GOAL:
In the material below, repeat only the lines from the one that holds "of the snowy" through the final line, exactly as they stand.

RECORDS TO USE:
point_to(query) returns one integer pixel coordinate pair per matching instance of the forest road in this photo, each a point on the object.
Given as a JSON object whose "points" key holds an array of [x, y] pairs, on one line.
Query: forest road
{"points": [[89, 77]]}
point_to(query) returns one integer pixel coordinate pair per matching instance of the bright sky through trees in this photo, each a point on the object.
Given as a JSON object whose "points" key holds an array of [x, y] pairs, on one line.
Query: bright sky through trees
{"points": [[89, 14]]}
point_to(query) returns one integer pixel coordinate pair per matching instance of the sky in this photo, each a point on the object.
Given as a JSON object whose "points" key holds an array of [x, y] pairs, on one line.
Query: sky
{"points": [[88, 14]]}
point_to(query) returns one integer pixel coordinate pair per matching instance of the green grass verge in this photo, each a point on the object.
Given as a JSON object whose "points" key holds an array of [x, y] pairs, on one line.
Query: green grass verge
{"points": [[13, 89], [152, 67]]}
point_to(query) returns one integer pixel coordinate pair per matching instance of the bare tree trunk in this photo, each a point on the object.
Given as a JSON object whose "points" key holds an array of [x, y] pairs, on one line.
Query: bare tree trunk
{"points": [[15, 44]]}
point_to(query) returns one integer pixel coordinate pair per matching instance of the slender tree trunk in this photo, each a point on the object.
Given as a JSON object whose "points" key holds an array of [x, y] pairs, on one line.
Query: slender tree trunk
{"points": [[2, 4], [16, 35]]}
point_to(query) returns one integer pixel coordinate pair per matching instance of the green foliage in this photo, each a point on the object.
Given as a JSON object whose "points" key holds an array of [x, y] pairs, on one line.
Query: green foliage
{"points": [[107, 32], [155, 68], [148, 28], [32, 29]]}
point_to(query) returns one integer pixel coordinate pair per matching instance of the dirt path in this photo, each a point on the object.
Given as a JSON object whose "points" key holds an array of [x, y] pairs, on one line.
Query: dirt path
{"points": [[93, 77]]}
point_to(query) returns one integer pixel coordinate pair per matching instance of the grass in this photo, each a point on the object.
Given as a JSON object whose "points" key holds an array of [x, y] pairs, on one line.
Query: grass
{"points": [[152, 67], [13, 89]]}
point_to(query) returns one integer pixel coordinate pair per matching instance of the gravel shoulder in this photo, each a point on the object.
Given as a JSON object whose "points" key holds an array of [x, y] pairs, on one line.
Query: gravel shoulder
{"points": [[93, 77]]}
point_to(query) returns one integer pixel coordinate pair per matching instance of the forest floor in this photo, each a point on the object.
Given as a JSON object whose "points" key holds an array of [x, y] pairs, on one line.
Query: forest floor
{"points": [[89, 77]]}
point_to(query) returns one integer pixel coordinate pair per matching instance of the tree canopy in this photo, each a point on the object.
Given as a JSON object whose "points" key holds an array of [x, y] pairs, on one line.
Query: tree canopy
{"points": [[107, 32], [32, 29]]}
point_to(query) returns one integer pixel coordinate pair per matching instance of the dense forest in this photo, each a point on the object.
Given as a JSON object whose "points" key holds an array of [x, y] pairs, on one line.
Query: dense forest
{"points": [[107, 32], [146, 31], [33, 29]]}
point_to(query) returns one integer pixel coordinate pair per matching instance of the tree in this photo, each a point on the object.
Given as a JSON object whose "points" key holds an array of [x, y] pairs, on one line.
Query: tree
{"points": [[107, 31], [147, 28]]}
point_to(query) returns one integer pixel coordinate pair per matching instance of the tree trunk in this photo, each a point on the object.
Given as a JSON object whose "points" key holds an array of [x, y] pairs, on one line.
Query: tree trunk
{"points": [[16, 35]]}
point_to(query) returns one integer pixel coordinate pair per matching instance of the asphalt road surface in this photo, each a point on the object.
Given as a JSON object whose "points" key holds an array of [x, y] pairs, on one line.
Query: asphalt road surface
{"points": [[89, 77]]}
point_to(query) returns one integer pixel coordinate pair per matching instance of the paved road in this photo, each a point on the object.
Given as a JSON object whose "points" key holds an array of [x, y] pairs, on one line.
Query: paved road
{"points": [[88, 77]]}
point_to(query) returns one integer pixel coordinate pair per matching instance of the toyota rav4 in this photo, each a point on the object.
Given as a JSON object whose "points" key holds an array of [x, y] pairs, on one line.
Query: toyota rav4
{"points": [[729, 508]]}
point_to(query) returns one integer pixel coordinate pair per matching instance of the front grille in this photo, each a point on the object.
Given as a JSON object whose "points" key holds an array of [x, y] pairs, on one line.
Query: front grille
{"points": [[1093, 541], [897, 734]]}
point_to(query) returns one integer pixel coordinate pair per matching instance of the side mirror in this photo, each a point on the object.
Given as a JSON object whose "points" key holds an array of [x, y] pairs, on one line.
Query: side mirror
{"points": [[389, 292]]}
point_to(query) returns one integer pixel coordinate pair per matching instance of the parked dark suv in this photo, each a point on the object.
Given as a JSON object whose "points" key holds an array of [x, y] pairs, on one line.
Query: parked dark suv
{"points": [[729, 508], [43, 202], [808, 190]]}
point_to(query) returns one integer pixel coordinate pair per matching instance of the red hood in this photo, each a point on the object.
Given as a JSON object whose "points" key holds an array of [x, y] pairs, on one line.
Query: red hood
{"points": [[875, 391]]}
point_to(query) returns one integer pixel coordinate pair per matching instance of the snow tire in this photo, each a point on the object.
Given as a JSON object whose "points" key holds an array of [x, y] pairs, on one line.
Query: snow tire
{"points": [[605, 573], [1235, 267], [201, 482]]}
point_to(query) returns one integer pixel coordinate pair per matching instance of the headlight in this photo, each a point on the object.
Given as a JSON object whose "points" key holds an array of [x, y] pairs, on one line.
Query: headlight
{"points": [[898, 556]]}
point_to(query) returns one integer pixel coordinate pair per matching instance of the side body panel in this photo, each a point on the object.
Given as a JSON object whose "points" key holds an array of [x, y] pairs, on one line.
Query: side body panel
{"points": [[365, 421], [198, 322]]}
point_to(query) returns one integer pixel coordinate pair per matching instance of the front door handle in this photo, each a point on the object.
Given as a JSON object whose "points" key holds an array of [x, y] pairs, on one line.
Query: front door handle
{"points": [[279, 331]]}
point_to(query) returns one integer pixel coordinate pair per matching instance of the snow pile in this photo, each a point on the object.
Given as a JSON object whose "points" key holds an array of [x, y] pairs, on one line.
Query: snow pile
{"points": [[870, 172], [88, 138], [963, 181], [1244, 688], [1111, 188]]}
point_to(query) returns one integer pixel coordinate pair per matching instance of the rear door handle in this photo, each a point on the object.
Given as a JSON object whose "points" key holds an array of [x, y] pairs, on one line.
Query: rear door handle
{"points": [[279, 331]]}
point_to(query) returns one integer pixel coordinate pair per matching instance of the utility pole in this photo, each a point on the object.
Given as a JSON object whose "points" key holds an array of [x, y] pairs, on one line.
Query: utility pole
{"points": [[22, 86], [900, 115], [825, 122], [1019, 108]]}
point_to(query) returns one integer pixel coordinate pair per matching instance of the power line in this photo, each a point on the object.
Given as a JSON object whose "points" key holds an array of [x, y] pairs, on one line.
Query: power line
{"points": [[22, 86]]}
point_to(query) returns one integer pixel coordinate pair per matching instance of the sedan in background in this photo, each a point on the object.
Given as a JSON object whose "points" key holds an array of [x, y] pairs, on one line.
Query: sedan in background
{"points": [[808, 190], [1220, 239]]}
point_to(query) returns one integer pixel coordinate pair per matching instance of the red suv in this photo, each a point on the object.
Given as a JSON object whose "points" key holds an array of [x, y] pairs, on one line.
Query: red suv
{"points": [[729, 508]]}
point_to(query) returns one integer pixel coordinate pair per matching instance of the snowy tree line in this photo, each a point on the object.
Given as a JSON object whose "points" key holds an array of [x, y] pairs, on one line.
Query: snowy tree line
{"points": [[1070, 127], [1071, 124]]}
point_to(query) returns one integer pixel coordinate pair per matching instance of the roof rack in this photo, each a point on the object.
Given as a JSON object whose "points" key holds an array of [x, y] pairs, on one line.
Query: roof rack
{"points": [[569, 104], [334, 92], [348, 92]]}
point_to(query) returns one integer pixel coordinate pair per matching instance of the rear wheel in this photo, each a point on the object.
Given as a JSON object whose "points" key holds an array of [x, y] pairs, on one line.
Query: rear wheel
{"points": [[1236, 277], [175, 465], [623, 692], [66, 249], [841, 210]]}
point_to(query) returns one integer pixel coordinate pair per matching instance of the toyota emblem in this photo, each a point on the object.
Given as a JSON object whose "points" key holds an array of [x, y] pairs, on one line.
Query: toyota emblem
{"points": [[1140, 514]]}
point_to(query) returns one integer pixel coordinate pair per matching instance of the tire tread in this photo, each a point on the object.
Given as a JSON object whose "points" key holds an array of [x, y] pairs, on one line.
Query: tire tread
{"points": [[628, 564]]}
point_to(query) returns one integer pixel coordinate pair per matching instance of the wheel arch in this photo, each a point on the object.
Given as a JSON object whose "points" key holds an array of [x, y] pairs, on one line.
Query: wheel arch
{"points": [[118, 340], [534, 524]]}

EXERCISE RESPONSE:
point_to(query) returns one integer pixel coordinate pair per matching instance of the snowy tree line in this photo, each a point on the object.
Given as a JSON object whose "points" key holds an array of [x, y] pairs, on one line.
Query: snowy tree line
{"points": [[1070, 127], [1071, 124]]}
point_to(query) returns one integer pixel coordinate pair per matching instance of the roof rack in this photo, each a point on the object.
Given as a JSON object whose "points" key holds an array of [x, y] pairs, on one line.
Query: roof rack
{"points": [[569, 104], [334, 92], [348, 92]]}
point_to(query) returns one integer pixel coordinate pair per matching instance of the rear wheel in this photo, each a point on the object.
Given as a JSON object whose "points" key holds an array of [x, y] pairs, on one line.
Query: rear wheel
{"points": [[1236, 277], [175, 465], [623, 692], [66, 249], [841, 210]]}
point_to(query) returns one integer pixel coordinate pair per matching instance of the toyota emblem in this photo, each a point on the object.
Given as a JSON object whose "points" key holds an array of [x, y] pairs, on one line.
Query: toyota emblem
{"points": [[1140, 514]]}
point_to(query) returns one integer pixel coordinate pair per matching instance of the tire tread in this photo, each a point on the object.
Given as a JSON object whose "points" key holds an array of [x, y] pairs, on one line.
Query: tire tread
{"points": [[628, 564]]}
point_to(query) returns one integer pixel coordinate pair per matching instance of the wheel arch in this photo, each a point on the object.
Given as a JSON object whose "points" key holds an array of [x, y] pairs, on one line.
Query: wheel arch
{"points": [[118, 340], [534, 524]]}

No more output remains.